AUFGABE 1
Gib die Datensätze vom Anfang bis einschließlich der Zeile mit „374, 54, 403, 115“ als CSV mit den Spalten „text“ und „antwort“ wieder, eine Zeile pro Datensatz. Jedes Feld steht in Anführungszeichen, Zeilenumbrüche werden zu Leerzeichen, und die Bilder fallen weg.

QUELLENAUSZUG
· · · · ·

Die vorliegende Beschlussempfehlung führt geeignete Maßnahmen auf, um die weltweit mit einem Drittel angegebenen Lebensmittelverluste zu reduzieren. Ich selbst lebe in einem Stadtteil mit öffentlich zugänglichen Kühlschränken, in denen Lebensmittel zum Verschenken angeboten werden. Dieses Foodsharing funktioniert prima und sollte zum Nachahmen propagiert werden. Auch die Dose im Gepäck kann helfen, bei Buffets Lebensmittel vor der Tonne zu retten. Im angestrebten Dialogprozess können all diese konkreten Schritte erörtert werden.
In der Gesellschaft muss die Wertschätzung von Lebensmitteln wieder eine größere Rolle spielen. Zur entsprechenden Sensibilisierung bietet es sich an, verschiedene Aspekte wie die Regionalität, den Aufwand der Produktion, den Anteil des landwirtschaftlichen Verdienstes am Produktpreis und auch die Kunst des Lebensmittelhandwerks verstärkt in den Fokus zu rücken; denn was wertgeschätzt wird, wird fair bezahlt und nicht mehr weggeworfen. - Vielen Dank.
Danke, Herr Präsident. - Sehr geehrte Frau Frederking, Sie erwähnten wieder, dass eine Lebensmittelknappheit hier im Lande zu befürchten ist. Das sehe ich anders.
Sie erwähnten wieder, dass wegen der Dürren und wegen Umweltkatastrophen eine Lebensmittelknappheit zu befürchten ist. Aber solange wir Energiepflanzen anbauen, um aus Lebensmitteln Energie herzustellen, müssen wir doch diese Diskussion nicht führen.
Ich sage nur: Mais für Biogas, Raps für Bio-Öl oder Getreide für Bio-Ethanol. Solange wir ein Drittel der Landesfläche Sachsen-Anhalts zur Energieherstellung nutzen, müssen wir doch nicht über Lebensmittelknappheit diskutieren.
Herr Gehlmann, die Dürre in diesem Jahr - es wächst gar nichts mehr. Das heißt, selbst wenn wir mehr Fläche hätten, die wir nicht für den Maisanbau für die Biogasanlagen nutzen würden, hätten wir trotzdem keine Erträge als Lebensmittel oder Futtermittel. Wenn es kein Wasser gibt, dann wächst gar nichts, auch nicht für die Biogasanlagen. Wir müssen die Fläche, die wir haben, gut aufteilen - für Lebensmittel, für Futtermittel, für die Energieerzeugung und auch für die stoffliche Nutzung. Wir brauchen zum Beispiel auch Holzprodukte, um sie beim Bauen zu verwenden. All das muss gut austariert sein.

· · · · ·

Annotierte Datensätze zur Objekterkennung
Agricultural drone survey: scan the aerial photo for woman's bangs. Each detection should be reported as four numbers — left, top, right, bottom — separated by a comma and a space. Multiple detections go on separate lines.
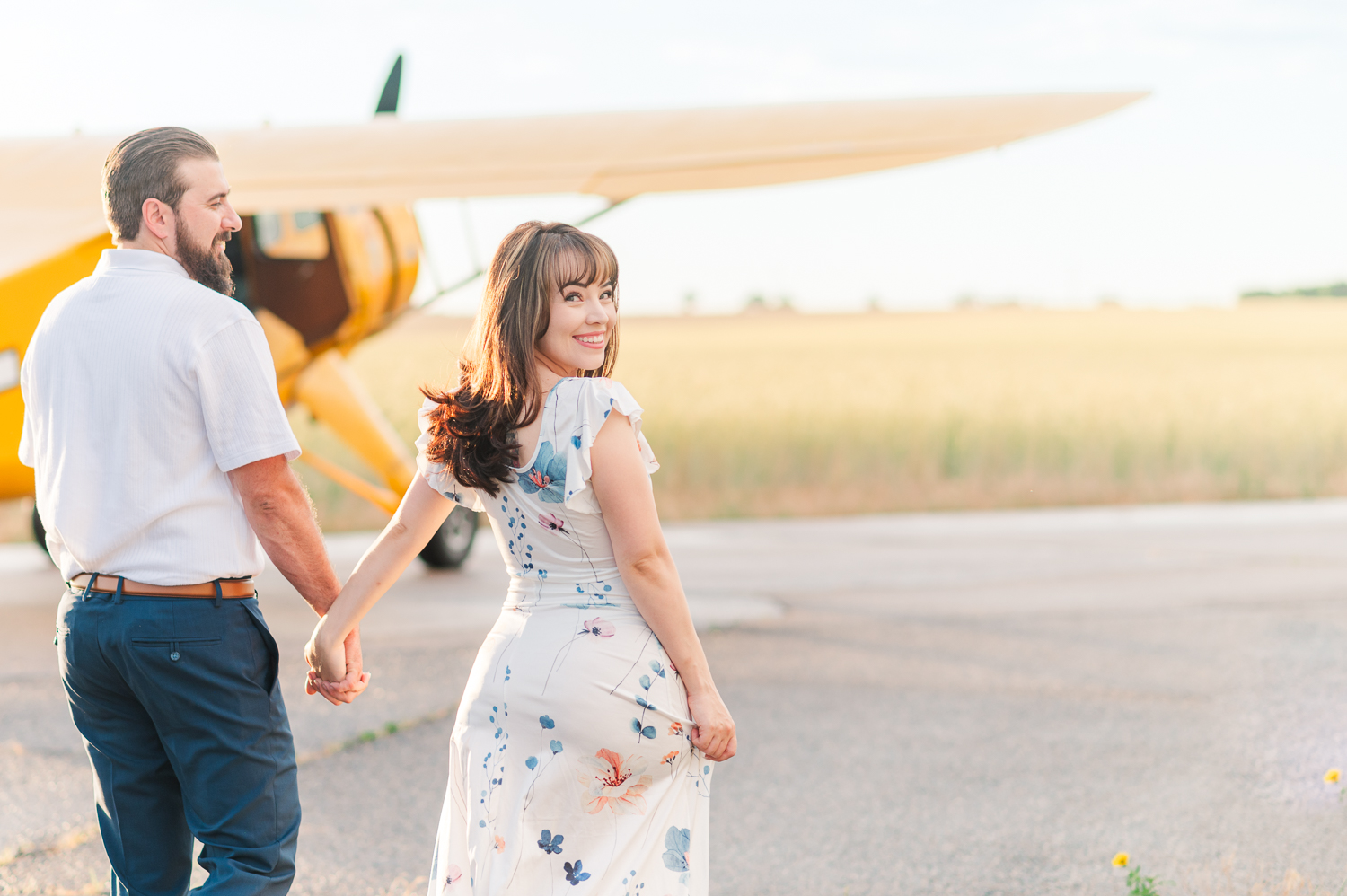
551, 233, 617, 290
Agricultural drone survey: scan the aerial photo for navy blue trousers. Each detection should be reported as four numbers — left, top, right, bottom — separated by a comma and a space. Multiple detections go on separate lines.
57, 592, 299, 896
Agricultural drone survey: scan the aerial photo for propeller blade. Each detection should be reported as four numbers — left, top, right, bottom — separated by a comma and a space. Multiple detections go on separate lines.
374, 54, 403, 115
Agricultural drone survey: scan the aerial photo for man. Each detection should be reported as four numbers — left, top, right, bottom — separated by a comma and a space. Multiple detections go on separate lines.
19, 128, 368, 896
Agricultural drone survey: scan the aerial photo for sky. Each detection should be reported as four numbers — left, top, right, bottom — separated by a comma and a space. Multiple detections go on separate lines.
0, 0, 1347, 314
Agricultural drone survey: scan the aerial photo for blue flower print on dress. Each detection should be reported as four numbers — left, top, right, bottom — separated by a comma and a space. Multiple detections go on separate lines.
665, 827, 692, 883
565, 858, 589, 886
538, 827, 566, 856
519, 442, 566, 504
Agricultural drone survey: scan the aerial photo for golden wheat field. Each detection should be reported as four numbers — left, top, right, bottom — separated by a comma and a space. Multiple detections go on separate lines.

· · · · ·

AUFGABE 2
Schreib aus dem Textauszug über Lebensmittelverluste den Abschnitt von „In der Gesellschaft“ bis einschließlich „- Vielen Dank.“ Wort für Wort ab.

ANTWORT 1
text,antwort
"Agricultural drone survey: scan the aerial photo for woman's bangs. Each detection should be reported as four numbers — left, top, right, bottom — separated by a comma and a space. Multiple detections go on separate lines.","551, 233, 617, 290"
"Agricultural drone survey: scan the aerial photo for navy blue trousers. Each detection should be reported as four numbers — left, top, right, bottom — separated by a comma and a space. Multiple detections go on separate lines.","57, 592, 299, 896"
"Agricultural drone survey: scan the aerial photo for propeller blade. Each detection should be reported as four numbers — left, top, right, bottom — separated by a comma and a space. Multiple detections go on separate lines.","374, 54, 403, 115"

ANTWORT 2
In der Gesellschaft muss die Wertschätzung von Lebensmitteln wieder eine größere Rolle spielen. Zur entsprechenden Sensibilisierung bietet es sich an, verschiedene Aspekte wie die Regionalität, den Aufwand der Produktion, den Anteil des landwirtschaftlichen Verdienstes am Produktpreis und auch die Kunst des Lebensmittelhandwerks verstärkt in den Fokus zu rücken; denn was wertgeschätzt wird, wird fair bezahlt und nicht mehr weggeworfen. - Vielen Dank.